今シーズンのリーグ戦を終え、チームはリーグ最多得点、最少失点で首位通過を果たした。その好調を支える、ある班とある人物の存在がある。
2024年 アナライジング班 長谷川稜
2回生のときにチームに加入し、1学年下のメンバーとともに新人戦やあかつき杯で優勝に貢献。その後もFOとしてプレーを続けたが、本年度からアナライジング(以下AS)として活動している。チーム事情に応じてASに転向することを決め、活動する中で彼が抱く情熱や苦悩の日々、主将中杉への想いについて紐解いていく。
1. AS転向
入部当初から23卒のASである森雅弘さんがベンチで活躍する姿に憧れを抱いていたという。しかしそこから月日が経ち関学にAS班は存在していたが、活動自体は形骸化していると言わざる得ない状況にあった。
そこで彼は森雅弘さんのようにチームに貢献したいという想いからASに転向することを決意した。

2.ASでの活動
ASとして活動し始めた当初、彼は右も左も分からない状況だったため森雅弘さんに連絡を取った。
「お話させていただく中で、「勝敗に関わる統計」と「選手のモチベーションに関わる統計」を意識することが大事だと学んだ。「勝敗に関わる統計」に関しては、現在福田京太郎が担当しているグラボスクープ率やショット成功率などがある。そして今年度から「選手のモチベーションに関わる統計」を取るために「貢献度」というものを導入した。」
各選手がどれだけ試合で貢献しているのか可視化することで選手のモチベーションを高められるという長谷川なりの考えがあったという。
実際に選手同士で貢献度を比べ合い、選手間でのライバル意識に火をつけている様子がよく見られる。間違いなく今シーズンの選手の競争力を上げる要因になっている。
「リーグ戦期間になると相手チームのスカウティング動画も作成するようになった。 選手がとったタイムコードと相手選手の特徴を動画にわかりやすくまとめることで、記憶の定着を図ることができる。
また、試合直前でもこの動画を見返すことで気軽に確認することができる。」

• _課題 A_:
読解文のうち、「2024年 アナライジング班 長谷川稜」から「の想いについて紐解いていく。」までの部分を、一字一句変えずにそのまま書き写しなさい。

• _抽出記録_:
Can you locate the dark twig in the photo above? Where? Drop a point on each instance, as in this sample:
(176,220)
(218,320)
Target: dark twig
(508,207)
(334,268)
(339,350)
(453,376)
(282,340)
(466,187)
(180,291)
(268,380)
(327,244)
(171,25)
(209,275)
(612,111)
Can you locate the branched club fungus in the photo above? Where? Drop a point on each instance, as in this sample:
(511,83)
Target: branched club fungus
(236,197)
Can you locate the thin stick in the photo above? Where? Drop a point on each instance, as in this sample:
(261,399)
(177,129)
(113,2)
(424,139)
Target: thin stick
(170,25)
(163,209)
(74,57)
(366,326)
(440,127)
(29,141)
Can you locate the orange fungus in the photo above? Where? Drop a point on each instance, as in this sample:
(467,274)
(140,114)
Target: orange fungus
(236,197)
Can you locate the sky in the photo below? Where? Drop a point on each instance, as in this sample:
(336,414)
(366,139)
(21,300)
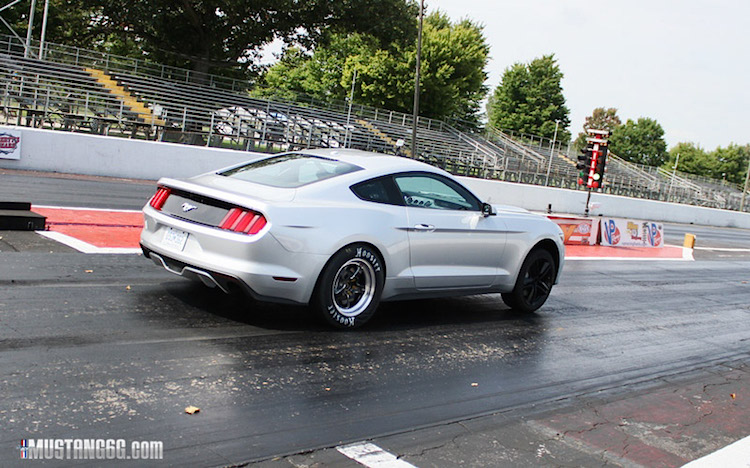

• _課題 B_:
上の一覧をすべて、一行ずつ一字一句変えずに再現しなさい。ただし、画像は解答に含めないこと。

• _解答 A_:
2024年 アナライジング班 長谷川稜
2回生のときにチームに加入し、1学年下のメンバーとともに新人戦やあかつき杯で優勝に貢献。その後もFOとしてプレーを続けたが、本年度からアナライジング(以下AS)として活動している。チーム事情に応じてASに転向することを決め、活動する中で彼が抱く情熱や苦悩の日々、主将中杉への想いについて紐解いていく。

• _解答 B_:
Can you locate the dark twig in the photo above? Where? Drop a point on each instance, as in this sample:
(176,220)
(218,320)
Target: dark twig
(508,207)
(334,268)
(339,350)
(453,376)
(282,340)
(466,187)
(180,291)
(268,380)
(327,244)
(171,25)
(209,275)
(612,111)
Can you locate the branched club fungus in the photo above? Where? Drop a point on each instance, as in this sample:
(511,83)
Target: branched club fungus
(236,197)
Can you locate the thin stick in the photo above? Where? Drop a point on each instance, as in this sample:
(261,399)
(177,129)
(113,2)
(424,139)
Target: thin stick
(170,25)
(163,209)
(74,57)
(366,326)
(440,127)
(29,141)
Can you locate the orange fungus in the photo above? Where? Drop a point on each instance, as in this sample:
(467,274)
(140,114)
Target: orange fungus
(236,197)
Can you locate the sky in the photo below? Where? Drop a point on each instance, as in this sample:
(336,414)
(366,139)
(21,300)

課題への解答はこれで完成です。